Given request 1: Find each line in the records that contains the string "basket" and copy those lines in full.

Selected extract:
# Recent South African Hunt



## firehuntfish (May 17, 2009)

I just recently returned from a hunt up in the Limpopo provice. I took 4 nice animals with my bow, and my wife took 5 beautiful animals with a rifle. Unfortunately, she is not a bow hunter (yet)!...We had a great time in Africa. The South African people were wonderful, and the country is beautiful top to bottom. It's a trip every bowhunter must do once in your lifetime.


----------



## jcdup (Jul 8, 2007)

Great trophies!

Glad you enjoyed your time in our country.


----------



## Gerhard (Aug 3, 2005)

Congrats on fine trophies.


----------



## INGOZI (May 9, 2005)

Congrats on some fine trophies!


----------



## bbjavelina (Jan 30, 2005)

*Well done!*

Nice set of trophies. That Kudu is turning me green with envy.

I must disagree with you on one point, however. I can't make myself satisfied that once really is enough. We're planning a second trip in '11.

I'm curious as to the equipment you used (draw weight, arrow weight, broadhead). Would you change anything if you went back?

Thanks for posting the pics, and continued good luck to you.


----------



## bbjavelina (Jan 30, 2005)

*By the way*

Did you not take pics of your wife's trophies? JK!


----------



## Karoojager (Dec 20, 2005)

Thank you for sharing this nice pictures and congratulation to the nice trophys.:darkbeer::darkbeer:


----------



## firehuntfish (May 17, 2009)

*Wife's pics*

Here are my wife's animals...Sorry everyone, she's not a bowhunter...At least not yet...

The set up I had for Africa was my Diamond Black Ice @ 72lbs., Easton axis arrows, and 125 gr. Muzzy MX-3 broadheads. My total arrow weight was 455 grains.

The only thing I wish I had done was to try and spot & stalk some of these animals...For our first trip, I wasn't sure if 8 days was going to be enough time for us to get eveything on the hit list. I didn't know what to expect in terms of oppertunity, so I stayed in the blind to keep my chances high. It worked out fine, but I think I could have done well spot & stalking certain species....The only other thing I would have done differently would be to bring more money....You could go crazy with all of the shot oppertunities at different animals....It's hard to stay on a budget.


----------



## bbjavelina (Jan 30, 2005)

*You and the Lady did well.*

My hat is off to both of you. No need to apoligize for her rifle. You are both young and plenty of time to get her on the proper path.

Continued good luck to both of you.


----------



## Karoojager (Dec 20, 2005)

Also congratulation for you Wife, very awesome animals you have taken both together !!!


----------



## Badger SA (Oct 2, 2008)

Great trophies !!!, you guys will definitely be going back, once you are bitten by Africa there is a need to be bittien a few more times.
Well done once again
Cheers


----------



## Bushkey (Mar 17, 2006)

Given request 2: List every distinct username that appears in a post heading of the forum thread on a South African hunt.

Provided records:
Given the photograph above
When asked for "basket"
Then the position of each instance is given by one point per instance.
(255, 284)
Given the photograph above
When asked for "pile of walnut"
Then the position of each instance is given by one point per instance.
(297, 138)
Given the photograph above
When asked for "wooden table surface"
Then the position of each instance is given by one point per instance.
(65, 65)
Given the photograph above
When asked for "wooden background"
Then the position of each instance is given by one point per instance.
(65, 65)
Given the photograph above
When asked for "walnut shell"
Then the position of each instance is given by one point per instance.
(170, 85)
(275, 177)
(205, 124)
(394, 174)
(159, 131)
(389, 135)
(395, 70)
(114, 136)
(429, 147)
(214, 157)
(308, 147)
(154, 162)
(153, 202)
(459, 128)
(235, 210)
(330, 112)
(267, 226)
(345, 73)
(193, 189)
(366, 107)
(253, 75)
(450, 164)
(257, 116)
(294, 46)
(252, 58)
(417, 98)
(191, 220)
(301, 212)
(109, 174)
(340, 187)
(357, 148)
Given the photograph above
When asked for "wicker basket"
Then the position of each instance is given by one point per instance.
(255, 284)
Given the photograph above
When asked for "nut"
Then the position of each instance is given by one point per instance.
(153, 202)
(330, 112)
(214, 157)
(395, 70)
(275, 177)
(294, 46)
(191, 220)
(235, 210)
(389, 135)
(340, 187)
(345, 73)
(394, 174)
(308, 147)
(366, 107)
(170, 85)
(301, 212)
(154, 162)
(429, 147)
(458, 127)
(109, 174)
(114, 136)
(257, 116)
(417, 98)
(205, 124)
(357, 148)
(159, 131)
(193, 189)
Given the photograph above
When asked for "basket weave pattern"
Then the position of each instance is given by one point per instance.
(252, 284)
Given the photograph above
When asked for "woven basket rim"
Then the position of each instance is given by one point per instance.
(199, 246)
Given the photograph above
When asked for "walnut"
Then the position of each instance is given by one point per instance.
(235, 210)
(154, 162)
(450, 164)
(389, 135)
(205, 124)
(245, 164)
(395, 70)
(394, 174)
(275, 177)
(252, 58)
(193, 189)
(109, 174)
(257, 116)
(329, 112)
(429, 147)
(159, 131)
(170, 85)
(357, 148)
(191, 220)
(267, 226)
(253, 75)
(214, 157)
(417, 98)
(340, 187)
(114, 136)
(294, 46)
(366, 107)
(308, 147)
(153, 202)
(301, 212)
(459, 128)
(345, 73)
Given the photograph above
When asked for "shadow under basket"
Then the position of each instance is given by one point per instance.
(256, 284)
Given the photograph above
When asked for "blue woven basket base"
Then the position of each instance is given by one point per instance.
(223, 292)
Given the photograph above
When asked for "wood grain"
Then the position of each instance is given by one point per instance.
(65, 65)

Expected answer 1:
When asked for "basket"
When asked for "wicker basket"
When asked for "basket weave pattern"
When asked for "woven basket rim"
When asked for "shadow under basket"
When asked for "blue woven basket base"

Expected answer 2:
firehuntfish
jcdup
Gerhard
INGOZI
bbjavelina
Karoojager
Badger SA
Bushkey